▶ [Direction] Update the records starting at the line containing "Find every instance of the wine glass" and ending at the end of the records. Write those lines out again with "dry stone wall" changed to "low stone fence" and everything else left the same.

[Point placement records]
:::

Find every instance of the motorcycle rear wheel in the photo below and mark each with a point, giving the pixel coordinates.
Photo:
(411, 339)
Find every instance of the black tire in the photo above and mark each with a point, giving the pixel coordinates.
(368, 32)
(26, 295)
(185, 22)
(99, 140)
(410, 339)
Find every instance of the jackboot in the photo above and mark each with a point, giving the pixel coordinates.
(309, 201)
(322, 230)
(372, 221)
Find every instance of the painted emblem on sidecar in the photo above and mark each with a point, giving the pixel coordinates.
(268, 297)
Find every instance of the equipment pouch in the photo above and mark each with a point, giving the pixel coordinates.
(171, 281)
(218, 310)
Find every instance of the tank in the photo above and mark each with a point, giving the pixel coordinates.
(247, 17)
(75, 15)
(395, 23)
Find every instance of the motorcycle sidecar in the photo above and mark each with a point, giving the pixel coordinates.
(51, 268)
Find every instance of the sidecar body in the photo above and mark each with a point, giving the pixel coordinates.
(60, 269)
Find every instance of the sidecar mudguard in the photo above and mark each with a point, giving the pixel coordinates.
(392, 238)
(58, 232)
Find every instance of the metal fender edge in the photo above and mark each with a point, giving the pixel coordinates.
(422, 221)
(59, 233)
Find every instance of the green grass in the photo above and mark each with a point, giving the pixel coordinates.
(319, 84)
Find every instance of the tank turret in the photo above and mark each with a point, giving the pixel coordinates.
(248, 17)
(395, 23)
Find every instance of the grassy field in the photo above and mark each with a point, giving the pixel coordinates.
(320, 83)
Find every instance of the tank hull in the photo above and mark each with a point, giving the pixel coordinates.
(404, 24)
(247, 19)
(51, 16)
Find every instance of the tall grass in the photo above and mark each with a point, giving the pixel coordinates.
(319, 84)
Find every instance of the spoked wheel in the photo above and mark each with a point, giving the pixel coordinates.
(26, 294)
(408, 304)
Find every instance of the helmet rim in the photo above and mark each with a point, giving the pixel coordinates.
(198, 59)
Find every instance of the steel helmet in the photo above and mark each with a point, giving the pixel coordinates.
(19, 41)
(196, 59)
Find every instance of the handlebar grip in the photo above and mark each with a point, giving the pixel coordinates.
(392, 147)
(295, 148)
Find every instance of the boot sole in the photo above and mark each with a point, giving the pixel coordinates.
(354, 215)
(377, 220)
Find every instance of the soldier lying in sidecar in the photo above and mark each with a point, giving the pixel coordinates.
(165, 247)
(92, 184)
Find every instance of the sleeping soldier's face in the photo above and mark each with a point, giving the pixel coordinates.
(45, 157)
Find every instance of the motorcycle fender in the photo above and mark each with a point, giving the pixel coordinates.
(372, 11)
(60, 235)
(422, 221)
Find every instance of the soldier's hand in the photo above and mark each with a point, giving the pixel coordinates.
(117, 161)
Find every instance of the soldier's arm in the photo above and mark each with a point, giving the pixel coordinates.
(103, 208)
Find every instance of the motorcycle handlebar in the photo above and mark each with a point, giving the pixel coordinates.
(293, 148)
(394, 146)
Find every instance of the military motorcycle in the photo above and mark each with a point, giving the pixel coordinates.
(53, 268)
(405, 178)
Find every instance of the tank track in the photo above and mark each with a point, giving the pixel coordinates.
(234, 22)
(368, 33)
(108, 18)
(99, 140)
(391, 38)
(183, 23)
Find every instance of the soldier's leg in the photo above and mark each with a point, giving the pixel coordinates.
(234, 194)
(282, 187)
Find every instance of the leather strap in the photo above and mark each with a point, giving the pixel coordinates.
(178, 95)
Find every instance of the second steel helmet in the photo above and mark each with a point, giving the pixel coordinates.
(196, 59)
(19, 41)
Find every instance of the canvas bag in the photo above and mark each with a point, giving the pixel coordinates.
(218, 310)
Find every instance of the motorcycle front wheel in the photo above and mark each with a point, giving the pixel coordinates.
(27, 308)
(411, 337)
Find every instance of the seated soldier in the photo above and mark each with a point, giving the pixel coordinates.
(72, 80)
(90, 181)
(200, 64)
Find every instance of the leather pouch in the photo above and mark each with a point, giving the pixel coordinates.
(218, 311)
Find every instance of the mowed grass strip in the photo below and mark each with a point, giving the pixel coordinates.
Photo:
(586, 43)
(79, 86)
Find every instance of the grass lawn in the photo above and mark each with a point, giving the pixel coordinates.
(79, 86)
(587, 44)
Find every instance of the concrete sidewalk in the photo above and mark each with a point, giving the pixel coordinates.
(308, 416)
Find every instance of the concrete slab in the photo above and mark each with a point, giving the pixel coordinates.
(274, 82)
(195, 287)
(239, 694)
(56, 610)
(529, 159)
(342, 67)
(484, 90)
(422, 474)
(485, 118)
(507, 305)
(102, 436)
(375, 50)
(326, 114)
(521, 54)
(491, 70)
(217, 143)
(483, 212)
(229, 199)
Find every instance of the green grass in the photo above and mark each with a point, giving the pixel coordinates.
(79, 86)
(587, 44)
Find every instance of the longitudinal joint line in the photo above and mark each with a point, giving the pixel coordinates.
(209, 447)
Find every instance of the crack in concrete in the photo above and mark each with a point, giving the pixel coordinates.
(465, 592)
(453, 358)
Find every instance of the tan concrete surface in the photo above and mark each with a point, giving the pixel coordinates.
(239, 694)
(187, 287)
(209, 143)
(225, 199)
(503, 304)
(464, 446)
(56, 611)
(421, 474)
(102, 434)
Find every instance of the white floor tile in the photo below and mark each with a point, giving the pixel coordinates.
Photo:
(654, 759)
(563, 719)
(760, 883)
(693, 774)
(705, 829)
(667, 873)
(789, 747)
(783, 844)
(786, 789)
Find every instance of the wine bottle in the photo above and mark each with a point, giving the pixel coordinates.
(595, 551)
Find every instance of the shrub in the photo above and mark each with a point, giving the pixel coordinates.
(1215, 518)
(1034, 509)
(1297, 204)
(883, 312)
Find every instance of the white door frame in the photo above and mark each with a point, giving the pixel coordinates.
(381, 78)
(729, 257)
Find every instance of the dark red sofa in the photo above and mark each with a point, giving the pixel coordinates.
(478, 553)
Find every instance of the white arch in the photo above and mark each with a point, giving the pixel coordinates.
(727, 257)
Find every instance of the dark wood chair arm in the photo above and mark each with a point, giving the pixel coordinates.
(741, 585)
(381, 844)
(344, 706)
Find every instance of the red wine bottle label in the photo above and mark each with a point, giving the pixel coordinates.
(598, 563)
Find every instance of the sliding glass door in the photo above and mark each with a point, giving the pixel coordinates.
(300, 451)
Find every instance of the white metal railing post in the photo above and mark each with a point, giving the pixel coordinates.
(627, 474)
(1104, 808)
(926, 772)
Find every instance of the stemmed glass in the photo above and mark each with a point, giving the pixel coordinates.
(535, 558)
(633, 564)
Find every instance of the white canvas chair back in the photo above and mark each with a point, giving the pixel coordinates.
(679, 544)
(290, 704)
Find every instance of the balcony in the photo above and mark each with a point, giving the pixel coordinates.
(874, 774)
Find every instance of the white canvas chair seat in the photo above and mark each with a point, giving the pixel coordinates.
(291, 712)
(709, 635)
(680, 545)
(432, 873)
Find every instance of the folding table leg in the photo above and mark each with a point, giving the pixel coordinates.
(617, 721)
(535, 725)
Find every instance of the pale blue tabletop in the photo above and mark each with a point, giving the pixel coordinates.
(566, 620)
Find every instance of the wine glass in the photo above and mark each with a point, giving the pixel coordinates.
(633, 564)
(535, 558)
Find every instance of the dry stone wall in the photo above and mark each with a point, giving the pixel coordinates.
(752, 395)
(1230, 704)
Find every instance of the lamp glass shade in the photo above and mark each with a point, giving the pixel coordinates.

:::

▶ [Correct answer]
Find every instance of the wine glass in the photo above and mark each with a point, giving the pixel coordinates.
(633, 564)
(535, 558)
Find every instance of the low stone fence in the photo above and mark each with a point, giving the pixel coordinates.
(752, 395)
(1230, 704)
Find every instance of the lamp glass shade in the photo above and mark each with a point, giving the pixel coordinates.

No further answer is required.